Rewrite the part of the breakup narrative between "Then I found" and "was worth something.", inclusive, with "website" changed to "app".

*Text provided*:
----

There I was. After two years of a seemingly #couplegoals relationship, crying in the staircase of my dorm while my (ex) not-so Prince Charming broke my heart and threw me away. Mascara ran down my face and ruined the perfect contour that took me 1.5 hours of hard work as he gave up on the relationship that I had worked on just as hard. I spent the next two weeks hooking up at frat parties, downing cheap wine, and going on crappy dates with thirsty guys I matched with on Tinder. Basically, I was your average heartbroken sorority girl.
Then I found it, a website sent from Aphrodite herself. Some guy in Texas decided one day to create a site where you can log on and get paid to go on dates with guys who ask you. As I sat there, with my ex’s number burning in my phone and an embarrassing number of pizza boxes next to me, I decided I needed to do something. Anything to get me out of this slump. So naturally, I checked out the website. As I navigated through my options, I thought, why the hell not? I was curious, and after two wasted years, I wanted to feel like my time was worth something.
So I created an account, put up my hottest selfie as my profile picture, and made my date price $50 bucks for an hour of my time at my favorite sushi place. Thirty-seven minutes later I had five guys asking me out on a date.
Then, I sat there and pondered my morals a little. Should I do it? Does this count as escorting? What will my grandma think if she finds out about this? But then, as my ex’s name popped up on my screen, undoubtedly asking for a booty call, I decided — fuck it. There wasn’t a damn thing wrong with me going on a date with some guy who is desperate and lonely. If anything, it should count for service hours. I mentally dared anyone to try to send me to standards as I accepted a date with some guy named Tanner. He was twenty-two, a little (okay very) nerdy looking, and he went to the same college as me. So I sent him a message, he sent me a time, and we set the date for two days later.

----

*Given information*:

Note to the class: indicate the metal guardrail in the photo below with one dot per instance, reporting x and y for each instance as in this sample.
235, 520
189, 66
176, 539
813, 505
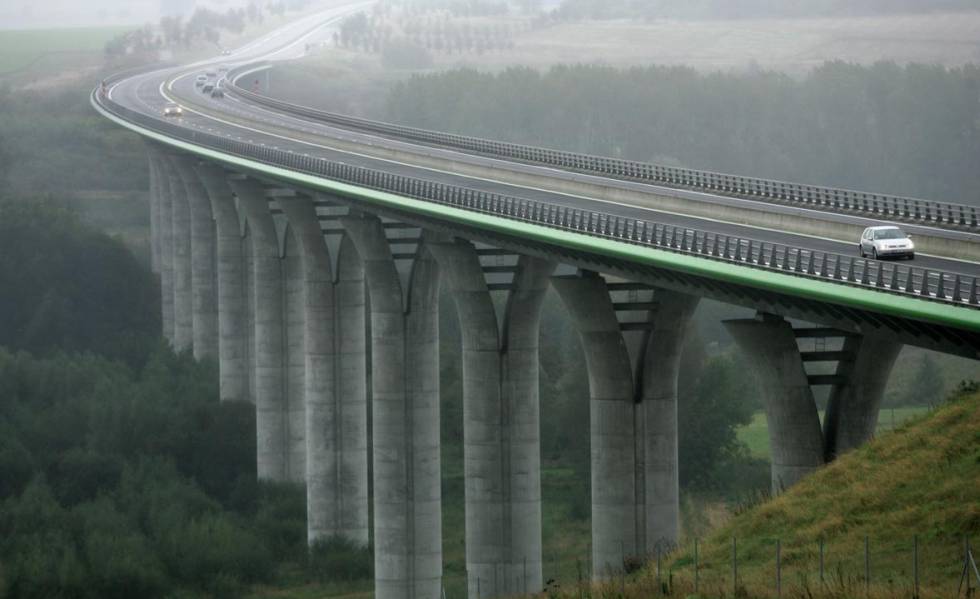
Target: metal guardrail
896, 208
891, 278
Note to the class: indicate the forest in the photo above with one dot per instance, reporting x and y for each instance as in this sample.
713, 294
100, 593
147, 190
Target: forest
909, 130
739, 9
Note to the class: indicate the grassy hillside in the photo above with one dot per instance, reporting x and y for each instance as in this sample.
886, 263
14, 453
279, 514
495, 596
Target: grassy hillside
921, 480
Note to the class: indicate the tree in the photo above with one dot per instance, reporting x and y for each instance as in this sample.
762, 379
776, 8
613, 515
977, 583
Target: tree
926, 388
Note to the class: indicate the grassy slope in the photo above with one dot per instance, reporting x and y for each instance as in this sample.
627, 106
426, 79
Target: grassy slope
923, 479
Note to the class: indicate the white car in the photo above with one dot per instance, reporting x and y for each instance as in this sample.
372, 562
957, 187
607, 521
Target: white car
174, 110
886, 242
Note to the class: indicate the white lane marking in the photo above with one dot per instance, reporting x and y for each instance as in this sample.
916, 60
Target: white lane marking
547, 191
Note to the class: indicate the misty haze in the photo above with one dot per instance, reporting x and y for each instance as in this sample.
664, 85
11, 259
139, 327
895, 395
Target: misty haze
471, 299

----

*Reply to the exercise*:
Then I found it, a app sent from Aphrodite herself. Some guy in Texas decided one day to create a site where you can log on and get paid to go on dates with guys who ask you. As I sat there, with my ex’s number burning in my phone and an embarrassing number of pizza boxes next to me, I decided I needed to do something. Anything to get me out of this slump. So naturally, I checked out the app. As I navigated through my options, I thought, why the hell not? I was curious, and after two wasted years, I wanted to feel like my time was worth something.